Отрывок
╭──

Живя в конце 1920-х в центре Ленинграда, на Большой Морской, где можно было запросто встретить Заболоцкого, Чапыгина, Хармса, Прокофьева, умудрился превратить квартиру в заонежскую избу с полатями и лежанкой. По стенам поразвесил вышитые деревенские полотенца. В красный угол, само собой, — пристроил древнерусские иконы под скромно теплющейся лампадкой. 

Георгий Иванов, к примеру, вспоминает 10-е питерские годы, шутя, шаржировано. Не без точных деталей:

«— Ну, как устроились в Петербурге?

— Слава тебе, Господи, — отвечает Клюев, — не оставляет Заступница нас, грешных. Сыскал клетушку-комнатушку, много ли нам надо? Заходи, сынок, осчастливь. На Морской, за углом, живу…

Клетушка оказалась номером Отель де Франс, с цельным ковром и широкой турецкой тахтой. Клюев сидел на тахте, при воротничке и галстуке, и читал Гейне в подлиннике.

╰──

Задание
Перечислите всех, кого, согласно отрывку о Клюеве, можно было запросто встретить на Большой Морской в конце 1920-х.

Исходные данные
╭──

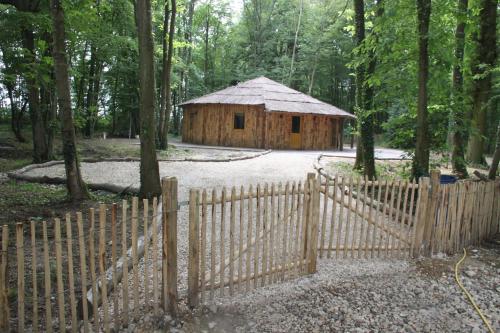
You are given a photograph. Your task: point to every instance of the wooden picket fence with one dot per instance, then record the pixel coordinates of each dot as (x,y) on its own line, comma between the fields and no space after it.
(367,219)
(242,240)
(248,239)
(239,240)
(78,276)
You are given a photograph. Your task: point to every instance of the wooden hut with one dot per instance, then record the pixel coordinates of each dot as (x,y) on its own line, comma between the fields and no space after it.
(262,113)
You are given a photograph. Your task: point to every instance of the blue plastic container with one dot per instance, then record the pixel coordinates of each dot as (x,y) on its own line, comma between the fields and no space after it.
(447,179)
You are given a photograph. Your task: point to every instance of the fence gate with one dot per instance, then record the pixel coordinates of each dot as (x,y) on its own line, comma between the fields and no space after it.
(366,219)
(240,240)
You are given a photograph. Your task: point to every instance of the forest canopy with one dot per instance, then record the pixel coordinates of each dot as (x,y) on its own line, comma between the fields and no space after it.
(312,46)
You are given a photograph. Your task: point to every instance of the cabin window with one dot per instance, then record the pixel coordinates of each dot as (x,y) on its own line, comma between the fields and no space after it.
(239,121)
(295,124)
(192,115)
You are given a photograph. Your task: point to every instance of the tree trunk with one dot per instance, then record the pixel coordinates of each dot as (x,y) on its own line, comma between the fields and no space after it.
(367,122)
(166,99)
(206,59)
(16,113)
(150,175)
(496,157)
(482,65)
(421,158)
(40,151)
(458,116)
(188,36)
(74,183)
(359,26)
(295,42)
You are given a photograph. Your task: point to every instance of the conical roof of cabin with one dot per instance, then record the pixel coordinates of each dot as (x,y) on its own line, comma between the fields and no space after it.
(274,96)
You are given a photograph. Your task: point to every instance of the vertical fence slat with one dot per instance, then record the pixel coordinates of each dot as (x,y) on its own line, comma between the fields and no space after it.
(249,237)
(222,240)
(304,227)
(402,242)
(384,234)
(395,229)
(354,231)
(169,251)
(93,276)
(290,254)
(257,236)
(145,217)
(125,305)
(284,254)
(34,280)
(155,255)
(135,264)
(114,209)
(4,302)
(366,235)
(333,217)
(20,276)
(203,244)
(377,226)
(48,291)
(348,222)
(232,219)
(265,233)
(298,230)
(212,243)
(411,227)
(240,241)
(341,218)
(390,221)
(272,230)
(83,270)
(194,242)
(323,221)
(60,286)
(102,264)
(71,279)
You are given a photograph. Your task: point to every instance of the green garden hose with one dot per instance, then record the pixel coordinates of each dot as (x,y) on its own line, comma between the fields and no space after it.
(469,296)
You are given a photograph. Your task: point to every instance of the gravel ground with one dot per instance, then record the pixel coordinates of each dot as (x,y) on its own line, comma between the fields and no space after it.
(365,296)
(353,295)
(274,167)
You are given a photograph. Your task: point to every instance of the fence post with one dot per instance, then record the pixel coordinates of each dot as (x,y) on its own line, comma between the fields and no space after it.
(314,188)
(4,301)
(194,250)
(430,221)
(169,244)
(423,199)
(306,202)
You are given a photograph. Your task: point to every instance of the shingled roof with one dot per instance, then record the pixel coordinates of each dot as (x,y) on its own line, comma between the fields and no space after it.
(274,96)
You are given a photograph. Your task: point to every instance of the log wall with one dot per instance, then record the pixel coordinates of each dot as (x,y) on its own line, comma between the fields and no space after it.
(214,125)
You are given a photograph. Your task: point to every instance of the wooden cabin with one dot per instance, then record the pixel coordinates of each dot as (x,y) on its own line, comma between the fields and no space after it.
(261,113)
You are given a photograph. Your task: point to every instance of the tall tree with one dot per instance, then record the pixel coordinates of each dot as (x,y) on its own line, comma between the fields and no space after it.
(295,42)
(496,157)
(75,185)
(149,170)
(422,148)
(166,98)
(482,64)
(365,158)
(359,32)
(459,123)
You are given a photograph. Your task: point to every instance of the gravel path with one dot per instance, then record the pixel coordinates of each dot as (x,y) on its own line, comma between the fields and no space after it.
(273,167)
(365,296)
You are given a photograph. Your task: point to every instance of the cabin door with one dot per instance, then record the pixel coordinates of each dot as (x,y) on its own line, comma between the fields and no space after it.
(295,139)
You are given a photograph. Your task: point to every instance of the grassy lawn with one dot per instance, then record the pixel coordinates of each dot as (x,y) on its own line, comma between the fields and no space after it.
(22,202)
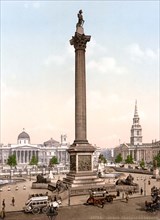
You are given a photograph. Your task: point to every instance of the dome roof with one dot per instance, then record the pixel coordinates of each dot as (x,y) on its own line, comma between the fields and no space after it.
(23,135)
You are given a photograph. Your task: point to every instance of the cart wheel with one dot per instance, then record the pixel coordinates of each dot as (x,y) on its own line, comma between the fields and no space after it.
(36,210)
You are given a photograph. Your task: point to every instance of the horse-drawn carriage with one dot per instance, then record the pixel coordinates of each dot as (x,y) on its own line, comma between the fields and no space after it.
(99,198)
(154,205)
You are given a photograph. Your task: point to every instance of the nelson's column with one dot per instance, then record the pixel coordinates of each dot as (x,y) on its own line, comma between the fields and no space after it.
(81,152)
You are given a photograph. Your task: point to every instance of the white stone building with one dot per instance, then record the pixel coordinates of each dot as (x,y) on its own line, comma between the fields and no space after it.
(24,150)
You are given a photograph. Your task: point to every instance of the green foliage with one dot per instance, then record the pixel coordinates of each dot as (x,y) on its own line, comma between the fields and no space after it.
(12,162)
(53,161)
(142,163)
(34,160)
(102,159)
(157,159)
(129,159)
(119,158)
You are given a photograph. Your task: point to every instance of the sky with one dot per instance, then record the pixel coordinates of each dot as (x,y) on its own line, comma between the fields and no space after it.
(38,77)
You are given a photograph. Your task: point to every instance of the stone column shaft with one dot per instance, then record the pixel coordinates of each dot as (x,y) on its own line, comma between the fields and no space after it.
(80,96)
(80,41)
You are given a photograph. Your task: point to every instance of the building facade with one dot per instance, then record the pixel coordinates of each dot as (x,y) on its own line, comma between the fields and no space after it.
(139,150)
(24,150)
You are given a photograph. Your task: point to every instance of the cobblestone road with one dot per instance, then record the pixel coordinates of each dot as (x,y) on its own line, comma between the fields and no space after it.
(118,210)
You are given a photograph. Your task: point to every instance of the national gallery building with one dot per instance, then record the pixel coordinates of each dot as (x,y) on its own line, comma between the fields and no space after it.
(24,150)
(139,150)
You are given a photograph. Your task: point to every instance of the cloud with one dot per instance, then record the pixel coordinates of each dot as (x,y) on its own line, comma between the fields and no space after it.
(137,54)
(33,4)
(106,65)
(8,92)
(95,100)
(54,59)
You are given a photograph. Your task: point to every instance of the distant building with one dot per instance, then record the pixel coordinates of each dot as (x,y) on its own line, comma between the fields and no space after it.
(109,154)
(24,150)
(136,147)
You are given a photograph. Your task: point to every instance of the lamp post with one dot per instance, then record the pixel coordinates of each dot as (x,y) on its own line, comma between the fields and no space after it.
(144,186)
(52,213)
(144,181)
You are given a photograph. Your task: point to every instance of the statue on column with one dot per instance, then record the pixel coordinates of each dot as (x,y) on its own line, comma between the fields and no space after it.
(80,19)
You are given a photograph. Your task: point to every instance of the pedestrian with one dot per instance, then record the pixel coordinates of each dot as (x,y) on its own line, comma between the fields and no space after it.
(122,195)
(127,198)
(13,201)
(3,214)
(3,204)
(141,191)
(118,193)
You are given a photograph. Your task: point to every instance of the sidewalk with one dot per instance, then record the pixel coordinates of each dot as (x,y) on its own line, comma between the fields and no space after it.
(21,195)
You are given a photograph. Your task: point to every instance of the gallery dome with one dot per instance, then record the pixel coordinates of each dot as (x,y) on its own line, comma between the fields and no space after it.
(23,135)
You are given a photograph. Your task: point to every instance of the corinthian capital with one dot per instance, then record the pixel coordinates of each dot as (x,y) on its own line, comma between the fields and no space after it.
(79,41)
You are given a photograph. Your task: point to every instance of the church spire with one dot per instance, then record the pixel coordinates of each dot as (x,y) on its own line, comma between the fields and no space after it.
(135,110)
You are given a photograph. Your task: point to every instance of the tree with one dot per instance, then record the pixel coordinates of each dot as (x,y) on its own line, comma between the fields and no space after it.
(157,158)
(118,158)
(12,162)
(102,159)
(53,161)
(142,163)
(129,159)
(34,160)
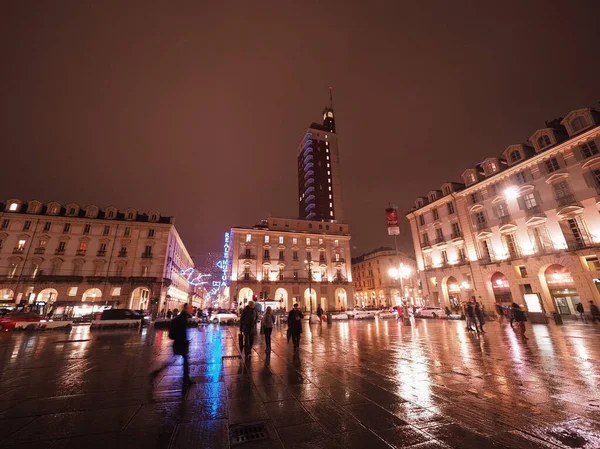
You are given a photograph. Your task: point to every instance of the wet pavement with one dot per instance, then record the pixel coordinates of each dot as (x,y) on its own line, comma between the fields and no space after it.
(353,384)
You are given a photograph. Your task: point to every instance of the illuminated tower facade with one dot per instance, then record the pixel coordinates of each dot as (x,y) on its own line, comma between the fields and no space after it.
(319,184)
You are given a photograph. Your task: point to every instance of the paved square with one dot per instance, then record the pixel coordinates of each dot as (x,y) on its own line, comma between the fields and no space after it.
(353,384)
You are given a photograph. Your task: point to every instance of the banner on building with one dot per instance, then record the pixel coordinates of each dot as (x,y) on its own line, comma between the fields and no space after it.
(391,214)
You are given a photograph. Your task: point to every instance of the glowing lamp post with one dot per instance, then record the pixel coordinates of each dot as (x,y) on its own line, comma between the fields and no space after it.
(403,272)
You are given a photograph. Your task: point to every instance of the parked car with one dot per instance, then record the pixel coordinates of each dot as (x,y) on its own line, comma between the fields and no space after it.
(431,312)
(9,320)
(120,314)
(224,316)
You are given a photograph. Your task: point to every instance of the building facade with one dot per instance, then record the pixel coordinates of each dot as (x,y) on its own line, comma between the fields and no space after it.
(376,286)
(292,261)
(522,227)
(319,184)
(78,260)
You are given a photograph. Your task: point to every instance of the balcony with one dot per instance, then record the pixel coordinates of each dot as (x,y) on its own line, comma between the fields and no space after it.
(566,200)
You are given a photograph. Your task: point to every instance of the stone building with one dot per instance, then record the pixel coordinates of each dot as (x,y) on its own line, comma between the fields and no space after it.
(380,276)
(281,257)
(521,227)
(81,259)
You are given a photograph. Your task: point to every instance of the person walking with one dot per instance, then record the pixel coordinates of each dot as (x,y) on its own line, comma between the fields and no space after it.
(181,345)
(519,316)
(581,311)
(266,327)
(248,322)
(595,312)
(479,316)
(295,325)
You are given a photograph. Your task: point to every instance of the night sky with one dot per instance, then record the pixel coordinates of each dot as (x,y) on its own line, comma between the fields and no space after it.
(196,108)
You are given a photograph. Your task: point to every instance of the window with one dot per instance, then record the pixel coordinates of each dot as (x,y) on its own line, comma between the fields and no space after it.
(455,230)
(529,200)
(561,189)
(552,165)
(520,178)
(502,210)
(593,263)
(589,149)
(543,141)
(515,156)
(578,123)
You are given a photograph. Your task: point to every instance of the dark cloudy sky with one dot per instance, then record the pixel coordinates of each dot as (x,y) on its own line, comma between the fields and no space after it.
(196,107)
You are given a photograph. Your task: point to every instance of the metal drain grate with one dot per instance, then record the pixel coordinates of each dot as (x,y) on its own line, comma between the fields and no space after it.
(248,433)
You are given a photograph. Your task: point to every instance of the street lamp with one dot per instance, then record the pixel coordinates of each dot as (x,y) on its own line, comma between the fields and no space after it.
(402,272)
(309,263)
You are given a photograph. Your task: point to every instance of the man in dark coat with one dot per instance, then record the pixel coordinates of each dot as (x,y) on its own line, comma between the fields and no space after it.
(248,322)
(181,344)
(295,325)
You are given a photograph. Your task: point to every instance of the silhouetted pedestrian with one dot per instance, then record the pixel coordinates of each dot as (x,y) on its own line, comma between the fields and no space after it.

╰──

Ответ
Заболоцкий, Чапыгин, Хармс, Прокофьев.